:: WHAT YOU NEED TO DO ::
Using the material below, count the lines that contain the word "woman" and report the number only.

:: STORED DATA ::
·····
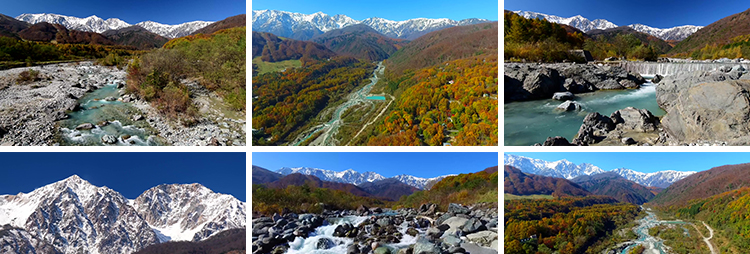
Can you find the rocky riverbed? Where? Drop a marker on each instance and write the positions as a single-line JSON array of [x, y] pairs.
[[44, 110], [461, 229], [702, 108], [540, 81]]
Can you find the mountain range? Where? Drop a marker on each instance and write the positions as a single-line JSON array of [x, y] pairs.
[[99, 25], [351, 176], [677, 33], [74, 216], [568, 170], [305, 26]]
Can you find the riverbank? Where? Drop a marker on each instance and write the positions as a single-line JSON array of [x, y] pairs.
[[460, 229], [59, 104]]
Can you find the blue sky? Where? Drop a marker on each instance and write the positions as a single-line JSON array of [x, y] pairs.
[[386, 164], [660, 14], [647, 162], [132, 11], [128, 173], [397, 10]]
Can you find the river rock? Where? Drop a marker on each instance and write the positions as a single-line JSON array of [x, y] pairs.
[[382, 250], [454, 224], [556, 141], [424, 246], [569, 106], [457, 209], [85, 126], [628, 141], [716, 111], [324, 244], [109, 139], [562, 96], [631, 118]]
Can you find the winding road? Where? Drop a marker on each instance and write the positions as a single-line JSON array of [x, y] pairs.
[[706, 239], [330, 128]]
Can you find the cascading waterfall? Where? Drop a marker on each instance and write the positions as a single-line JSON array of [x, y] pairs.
[[672, 68]]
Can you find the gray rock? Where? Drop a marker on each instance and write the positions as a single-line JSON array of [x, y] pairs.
[[324, 244], [569, 106], [109, 139], [457, 209], [562, 96], [556, 141], [424, 246], [631, 118], [85, 126], [628, 141], [712, 111]]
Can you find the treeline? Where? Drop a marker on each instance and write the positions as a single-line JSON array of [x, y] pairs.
[[464, 188], [726, 213], [563, 225], [286, 101], [539, 40], [14, 50], [271, 48], [455, 102], [217, 61], [306, 199]]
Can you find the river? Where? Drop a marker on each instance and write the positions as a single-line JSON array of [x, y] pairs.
[[530, 122], [329, 129]]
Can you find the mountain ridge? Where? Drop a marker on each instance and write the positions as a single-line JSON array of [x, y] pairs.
[[304, 26], [99, 25], [101, 220], [674, 33], [353, 177], [566, 169]]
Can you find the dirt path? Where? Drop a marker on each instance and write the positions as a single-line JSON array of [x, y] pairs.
[[371, 121]]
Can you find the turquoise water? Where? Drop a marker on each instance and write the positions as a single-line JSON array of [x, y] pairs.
[[529, 122], [96, 110], [379, 98]]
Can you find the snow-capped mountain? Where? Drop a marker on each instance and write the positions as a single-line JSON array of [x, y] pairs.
[[173, 31], [353, 177], [675, 33], [661, 179], [304, 26], [89, 24], [346, 176], [566, 169], [74, 216], [98, 25], [577, 21], [418, 182], [189, 212]]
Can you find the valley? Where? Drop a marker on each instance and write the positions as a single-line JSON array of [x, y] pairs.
[[699, 212], [435, 82], [102, 82], [312, 210]]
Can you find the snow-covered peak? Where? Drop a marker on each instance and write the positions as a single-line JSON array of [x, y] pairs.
[[99, 25], [566, 169], [675, 33], [290, 24]]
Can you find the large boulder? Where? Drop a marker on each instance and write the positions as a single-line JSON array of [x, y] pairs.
[[631, 118], [569, 106], [716, 111]]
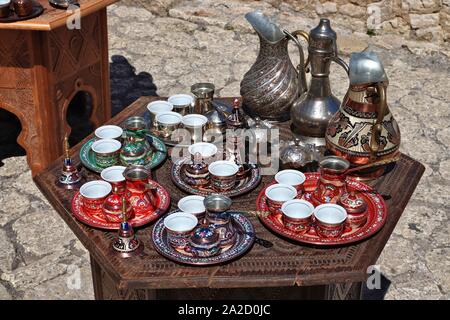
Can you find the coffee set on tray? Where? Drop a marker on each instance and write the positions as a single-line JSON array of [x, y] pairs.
[[352, 141]]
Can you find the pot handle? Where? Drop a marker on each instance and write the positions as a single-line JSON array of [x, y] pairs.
[[301, 68], [377, 126]]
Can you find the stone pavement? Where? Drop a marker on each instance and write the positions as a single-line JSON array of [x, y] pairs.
[[177, 43]]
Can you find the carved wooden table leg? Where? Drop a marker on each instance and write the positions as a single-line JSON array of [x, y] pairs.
[[344, 291], [41, 71]]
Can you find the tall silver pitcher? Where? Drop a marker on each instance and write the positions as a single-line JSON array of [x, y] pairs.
[[273, 83]]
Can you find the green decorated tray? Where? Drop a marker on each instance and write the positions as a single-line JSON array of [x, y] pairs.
[[157, 157]]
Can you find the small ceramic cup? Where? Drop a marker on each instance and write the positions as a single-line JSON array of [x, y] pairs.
[[106, 152], [114, 175], [297, 215], [94, 194], [278, 194], [206, 150], [179, 227], [168, 122], [193, 205], [195, 124], [182, 103], [156, 107], [109, 132], [223, 175], [5, 8], [293, 178], [330, 220]]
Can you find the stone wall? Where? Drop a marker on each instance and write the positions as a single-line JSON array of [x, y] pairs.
[[427, 20]]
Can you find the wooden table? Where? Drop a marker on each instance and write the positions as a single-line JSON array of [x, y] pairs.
[[287, 269], [43, 65]]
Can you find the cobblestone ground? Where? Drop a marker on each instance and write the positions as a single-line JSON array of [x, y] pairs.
[[174, 46]]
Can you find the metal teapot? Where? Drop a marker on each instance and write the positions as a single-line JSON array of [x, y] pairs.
[[272, 84], [364, 130]]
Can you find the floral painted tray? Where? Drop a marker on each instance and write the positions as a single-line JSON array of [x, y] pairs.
[[377, 213], [155, 158], [244, 241]]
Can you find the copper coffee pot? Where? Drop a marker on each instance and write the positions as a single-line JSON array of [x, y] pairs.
[[363, 130]]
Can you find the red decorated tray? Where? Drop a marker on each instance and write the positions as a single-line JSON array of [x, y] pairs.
[[377, 212], [98, 221]]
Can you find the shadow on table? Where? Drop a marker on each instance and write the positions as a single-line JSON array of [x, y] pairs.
[[126, 87], [377, 294]]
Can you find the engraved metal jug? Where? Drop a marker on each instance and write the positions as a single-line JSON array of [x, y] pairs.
[[272, 84], [311, 112], [364, 130]]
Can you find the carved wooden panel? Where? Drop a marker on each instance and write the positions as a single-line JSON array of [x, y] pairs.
[[41, 71]]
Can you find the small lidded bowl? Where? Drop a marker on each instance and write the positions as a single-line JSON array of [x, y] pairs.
[[356, 208], [204, 242]]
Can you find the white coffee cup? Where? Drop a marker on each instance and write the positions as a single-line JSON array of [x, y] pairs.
[[179, 226], [109, 132], [195, 124], [207, 150], [106, 152], [94, 193], [182, 103], [113, 174], [95, 189], [168, 122], [278, 194], [223, 175], [291, 177], [193, 204], [330, 220]]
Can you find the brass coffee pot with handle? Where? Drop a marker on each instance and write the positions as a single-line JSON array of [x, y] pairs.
[[272, 84], [364, 130]]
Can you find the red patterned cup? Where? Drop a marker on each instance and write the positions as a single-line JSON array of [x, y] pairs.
[[278, 194], [94, 194], [330, 220], [223, 175], [297, 215]]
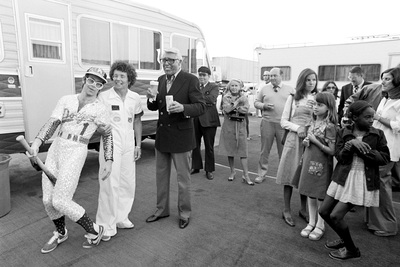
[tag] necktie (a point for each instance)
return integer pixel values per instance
(169, 82)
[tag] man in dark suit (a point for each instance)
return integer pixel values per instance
(206, 125)
(356, 77)
(175, 137)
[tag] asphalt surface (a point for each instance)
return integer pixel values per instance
(232, 224)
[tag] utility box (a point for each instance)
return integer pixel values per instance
(5, 200)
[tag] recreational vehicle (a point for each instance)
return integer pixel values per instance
(47, 45)
(332, 62)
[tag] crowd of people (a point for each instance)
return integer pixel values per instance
(344, 146)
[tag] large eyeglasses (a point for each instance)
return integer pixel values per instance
(98, 85)
(169, 60)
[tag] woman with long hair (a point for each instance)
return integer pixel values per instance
(298, 108)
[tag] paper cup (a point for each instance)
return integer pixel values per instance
(169, 99)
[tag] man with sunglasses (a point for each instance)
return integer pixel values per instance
(77, 117)
(175, 137)
(205, 126)
(271, 100)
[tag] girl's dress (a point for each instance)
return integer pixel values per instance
(355, 189)
(233, 137)
(317, 166)
(293, 148)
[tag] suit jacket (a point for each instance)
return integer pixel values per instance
(210, 117)
(347, 91)
(175, 131)
(372, 93)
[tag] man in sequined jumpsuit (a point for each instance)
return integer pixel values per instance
(77, 117)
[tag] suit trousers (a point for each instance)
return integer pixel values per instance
(208, 135)
(163, 174)
(383, 218)
(270, 131)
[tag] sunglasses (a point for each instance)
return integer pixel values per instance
(169, 60)
(98, 85)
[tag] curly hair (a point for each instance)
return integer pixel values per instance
(124, 66)
(357, 108)
(395, 72)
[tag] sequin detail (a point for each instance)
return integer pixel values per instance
(48, 129)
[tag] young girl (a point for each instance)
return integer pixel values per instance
(317, 162)
(233, 137)
(360, 150)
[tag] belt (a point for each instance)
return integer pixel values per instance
(73, 137)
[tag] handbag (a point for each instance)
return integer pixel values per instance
(236, 116)
(286, 130)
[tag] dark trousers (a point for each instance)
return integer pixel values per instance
(208, 135)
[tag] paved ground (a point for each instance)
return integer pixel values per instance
(233, 224)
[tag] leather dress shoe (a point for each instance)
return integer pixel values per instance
(335, 244)
(125, 225)
(288, 220)
(154, 218)
(303, 216)
(344, 254)
(183, 223)
(194, 171)
(384, 233)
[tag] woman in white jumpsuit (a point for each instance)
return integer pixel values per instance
(118, 192)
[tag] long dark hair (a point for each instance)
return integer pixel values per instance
(357, 108)
(301, 84)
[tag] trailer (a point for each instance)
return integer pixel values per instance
(333, 61)
(47, 45)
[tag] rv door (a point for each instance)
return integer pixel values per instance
(46, 63)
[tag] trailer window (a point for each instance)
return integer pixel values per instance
(139, 47)
(46, 38)
(192, 50)
(150, 44)
(285, 69)
(1, 44)
(95, 42)
(341, 72)
(200, 55)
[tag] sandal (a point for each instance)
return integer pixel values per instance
(231, 177)
(316, 234)
(306, 231)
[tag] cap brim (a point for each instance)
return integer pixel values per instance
(97, 75)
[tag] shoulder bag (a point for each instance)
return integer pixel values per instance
(290, 116)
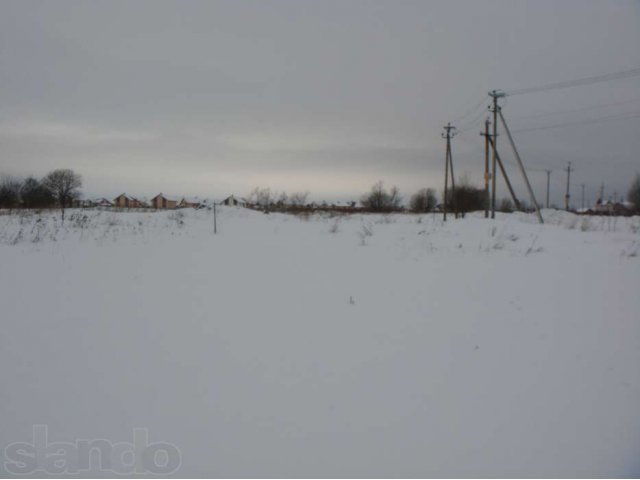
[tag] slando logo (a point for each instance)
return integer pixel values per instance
·····
:: RESULT OF THE EXERCISE ::
2